Directions: For the material that follows, state the number of lines where "below" occurs, and add nothing.

Data supplied:
┌────────
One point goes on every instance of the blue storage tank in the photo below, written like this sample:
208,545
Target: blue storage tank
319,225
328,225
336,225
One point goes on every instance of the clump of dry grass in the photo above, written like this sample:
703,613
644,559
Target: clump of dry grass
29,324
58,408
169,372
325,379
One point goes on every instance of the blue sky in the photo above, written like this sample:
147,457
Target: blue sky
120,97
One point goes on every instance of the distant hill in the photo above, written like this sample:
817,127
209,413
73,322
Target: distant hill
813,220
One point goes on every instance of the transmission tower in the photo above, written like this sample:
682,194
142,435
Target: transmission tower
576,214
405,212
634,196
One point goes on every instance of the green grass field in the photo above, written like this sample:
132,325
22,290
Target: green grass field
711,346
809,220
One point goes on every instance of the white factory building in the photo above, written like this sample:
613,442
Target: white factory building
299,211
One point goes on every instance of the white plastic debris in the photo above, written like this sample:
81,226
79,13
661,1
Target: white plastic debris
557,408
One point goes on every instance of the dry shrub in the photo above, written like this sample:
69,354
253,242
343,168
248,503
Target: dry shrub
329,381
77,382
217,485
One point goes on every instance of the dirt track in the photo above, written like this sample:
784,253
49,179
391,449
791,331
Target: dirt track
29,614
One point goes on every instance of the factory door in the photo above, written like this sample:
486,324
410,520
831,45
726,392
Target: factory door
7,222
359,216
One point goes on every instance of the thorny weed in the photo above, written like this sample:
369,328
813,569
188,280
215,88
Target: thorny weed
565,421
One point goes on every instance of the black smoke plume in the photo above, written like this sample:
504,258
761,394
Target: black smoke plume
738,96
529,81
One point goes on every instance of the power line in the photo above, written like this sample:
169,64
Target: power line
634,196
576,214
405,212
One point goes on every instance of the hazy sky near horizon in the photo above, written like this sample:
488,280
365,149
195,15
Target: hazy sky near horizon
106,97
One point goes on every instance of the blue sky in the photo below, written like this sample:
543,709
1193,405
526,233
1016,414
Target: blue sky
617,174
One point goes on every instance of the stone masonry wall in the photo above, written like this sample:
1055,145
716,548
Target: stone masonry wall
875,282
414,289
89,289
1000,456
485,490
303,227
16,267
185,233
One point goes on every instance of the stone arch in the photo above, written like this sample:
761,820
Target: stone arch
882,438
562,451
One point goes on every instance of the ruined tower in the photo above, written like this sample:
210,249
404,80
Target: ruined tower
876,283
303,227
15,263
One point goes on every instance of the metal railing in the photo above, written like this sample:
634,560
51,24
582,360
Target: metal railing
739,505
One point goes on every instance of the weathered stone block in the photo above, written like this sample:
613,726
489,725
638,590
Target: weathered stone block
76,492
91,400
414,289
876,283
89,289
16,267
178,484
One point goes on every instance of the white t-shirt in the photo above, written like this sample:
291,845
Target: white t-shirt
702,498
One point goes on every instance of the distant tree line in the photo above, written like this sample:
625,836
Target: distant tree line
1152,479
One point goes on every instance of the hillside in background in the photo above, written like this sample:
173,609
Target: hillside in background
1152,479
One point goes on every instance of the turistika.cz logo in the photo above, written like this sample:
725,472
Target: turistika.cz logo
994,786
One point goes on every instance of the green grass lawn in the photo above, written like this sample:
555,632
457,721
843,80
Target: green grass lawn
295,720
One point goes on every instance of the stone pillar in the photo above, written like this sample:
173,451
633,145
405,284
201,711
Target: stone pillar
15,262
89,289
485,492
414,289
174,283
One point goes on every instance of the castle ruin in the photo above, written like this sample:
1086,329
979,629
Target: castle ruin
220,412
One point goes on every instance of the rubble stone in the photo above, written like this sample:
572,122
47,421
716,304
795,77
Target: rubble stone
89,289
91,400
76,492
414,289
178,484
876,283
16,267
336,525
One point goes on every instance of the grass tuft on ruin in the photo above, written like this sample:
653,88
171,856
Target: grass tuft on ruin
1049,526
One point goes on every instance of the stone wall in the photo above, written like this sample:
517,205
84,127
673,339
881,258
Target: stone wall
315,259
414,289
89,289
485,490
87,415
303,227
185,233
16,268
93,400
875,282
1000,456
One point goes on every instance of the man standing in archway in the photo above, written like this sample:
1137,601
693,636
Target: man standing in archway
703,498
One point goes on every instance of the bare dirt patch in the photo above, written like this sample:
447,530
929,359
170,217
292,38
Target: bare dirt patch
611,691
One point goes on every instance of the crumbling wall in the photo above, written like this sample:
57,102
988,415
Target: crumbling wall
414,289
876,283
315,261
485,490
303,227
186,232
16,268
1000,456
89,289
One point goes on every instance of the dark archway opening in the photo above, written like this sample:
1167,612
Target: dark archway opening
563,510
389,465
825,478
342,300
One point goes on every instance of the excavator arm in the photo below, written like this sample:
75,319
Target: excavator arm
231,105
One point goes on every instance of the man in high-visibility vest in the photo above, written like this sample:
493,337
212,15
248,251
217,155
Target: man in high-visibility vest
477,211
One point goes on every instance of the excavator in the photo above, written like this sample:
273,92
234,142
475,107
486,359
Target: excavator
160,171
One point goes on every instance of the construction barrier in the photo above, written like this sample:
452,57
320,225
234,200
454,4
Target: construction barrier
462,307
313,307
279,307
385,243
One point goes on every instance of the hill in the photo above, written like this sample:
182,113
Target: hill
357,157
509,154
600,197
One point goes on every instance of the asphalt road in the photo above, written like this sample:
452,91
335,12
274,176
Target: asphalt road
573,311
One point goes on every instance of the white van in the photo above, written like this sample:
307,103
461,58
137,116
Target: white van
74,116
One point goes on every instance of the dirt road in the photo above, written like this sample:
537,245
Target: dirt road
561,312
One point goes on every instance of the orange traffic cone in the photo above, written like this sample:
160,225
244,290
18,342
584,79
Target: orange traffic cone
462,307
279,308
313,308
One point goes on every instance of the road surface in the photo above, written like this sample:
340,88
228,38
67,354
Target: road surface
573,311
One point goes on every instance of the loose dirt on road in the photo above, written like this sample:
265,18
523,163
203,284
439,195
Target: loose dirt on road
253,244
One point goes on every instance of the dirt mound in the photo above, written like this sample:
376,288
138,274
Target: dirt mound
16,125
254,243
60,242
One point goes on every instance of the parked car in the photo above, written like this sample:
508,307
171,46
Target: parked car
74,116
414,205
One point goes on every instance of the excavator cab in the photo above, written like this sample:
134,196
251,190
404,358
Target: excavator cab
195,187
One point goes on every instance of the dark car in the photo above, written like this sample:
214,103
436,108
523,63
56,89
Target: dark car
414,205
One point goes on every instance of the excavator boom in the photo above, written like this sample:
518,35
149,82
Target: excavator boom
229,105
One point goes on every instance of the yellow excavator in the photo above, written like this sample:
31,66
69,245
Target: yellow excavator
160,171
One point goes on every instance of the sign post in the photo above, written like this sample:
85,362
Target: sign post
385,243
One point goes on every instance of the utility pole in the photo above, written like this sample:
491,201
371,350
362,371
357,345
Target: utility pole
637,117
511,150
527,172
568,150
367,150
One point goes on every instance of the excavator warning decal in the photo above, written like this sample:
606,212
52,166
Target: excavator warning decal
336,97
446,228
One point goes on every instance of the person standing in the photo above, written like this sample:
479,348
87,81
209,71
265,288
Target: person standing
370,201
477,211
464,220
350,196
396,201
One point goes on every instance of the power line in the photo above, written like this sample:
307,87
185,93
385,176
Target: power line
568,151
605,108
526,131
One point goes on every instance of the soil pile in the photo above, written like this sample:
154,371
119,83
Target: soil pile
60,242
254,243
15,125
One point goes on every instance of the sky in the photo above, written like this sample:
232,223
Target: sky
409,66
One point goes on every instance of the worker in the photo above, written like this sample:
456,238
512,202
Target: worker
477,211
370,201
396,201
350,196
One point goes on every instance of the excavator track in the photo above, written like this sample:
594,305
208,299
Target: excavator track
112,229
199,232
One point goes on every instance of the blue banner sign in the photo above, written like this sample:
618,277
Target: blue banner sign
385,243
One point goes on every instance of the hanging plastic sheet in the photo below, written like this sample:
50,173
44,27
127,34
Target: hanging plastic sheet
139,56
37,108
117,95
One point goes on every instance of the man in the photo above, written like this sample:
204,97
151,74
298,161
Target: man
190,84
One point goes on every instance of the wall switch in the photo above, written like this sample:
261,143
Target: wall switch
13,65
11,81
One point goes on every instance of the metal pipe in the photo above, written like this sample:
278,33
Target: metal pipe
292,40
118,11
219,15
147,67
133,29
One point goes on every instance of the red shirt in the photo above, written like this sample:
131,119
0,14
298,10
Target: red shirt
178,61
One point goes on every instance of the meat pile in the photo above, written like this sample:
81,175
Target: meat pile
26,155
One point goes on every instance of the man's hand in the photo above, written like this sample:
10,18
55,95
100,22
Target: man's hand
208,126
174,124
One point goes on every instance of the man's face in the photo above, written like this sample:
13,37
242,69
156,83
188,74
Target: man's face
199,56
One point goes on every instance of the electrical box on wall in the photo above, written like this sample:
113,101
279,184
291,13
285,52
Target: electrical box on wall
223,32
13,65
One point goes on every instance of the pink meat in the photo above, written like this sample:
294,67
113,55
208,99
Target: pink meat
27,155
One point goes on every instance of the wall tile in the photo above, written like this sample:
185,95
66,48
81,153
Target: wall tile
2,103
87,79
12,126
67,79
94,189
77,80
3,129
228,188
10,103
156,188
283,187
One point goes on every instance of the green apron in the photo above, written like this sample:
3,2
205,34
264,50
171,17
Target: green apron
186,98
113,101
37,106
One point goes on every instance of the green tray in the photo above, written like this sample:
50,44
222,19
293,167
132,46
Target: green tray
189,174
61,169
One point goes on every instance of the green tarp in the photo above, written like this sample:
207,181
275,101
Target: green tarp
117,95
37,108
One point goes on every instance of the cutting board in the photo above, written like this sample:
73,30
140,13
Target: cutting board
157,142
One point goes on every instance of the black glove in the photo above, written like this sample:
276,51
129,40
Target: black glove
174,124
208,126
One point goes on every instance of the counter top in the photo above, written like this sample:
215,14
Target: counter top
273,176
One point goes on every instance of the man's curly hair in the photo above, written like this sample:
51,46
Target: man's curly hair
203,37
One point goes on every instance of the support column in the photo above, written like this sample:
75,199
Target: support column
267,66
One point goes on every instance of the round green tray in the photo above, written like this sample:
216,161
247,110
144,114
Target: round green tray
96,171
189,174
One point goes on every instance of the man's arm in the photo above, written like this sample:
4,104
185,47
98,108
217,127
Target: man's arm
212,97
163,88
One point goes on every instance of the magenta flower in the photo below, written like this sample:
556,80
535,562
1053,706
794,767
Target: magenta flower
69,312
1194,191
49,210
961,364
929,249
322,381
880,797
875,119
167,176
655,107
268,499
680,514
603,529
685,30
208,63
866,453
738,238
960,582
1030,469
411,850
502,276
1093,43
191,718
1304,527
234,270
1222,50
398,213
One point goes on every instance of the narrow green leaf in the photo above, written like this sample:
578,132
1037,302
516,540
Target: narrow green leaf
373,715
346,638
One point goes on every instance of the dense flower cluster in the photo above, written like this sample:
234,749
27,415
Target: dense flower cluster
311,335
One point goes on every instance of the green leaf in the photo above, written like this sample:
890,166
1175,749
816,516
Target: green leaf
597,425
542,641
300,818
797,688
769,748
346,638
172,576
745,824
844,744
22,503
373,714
└────────
Reply: 5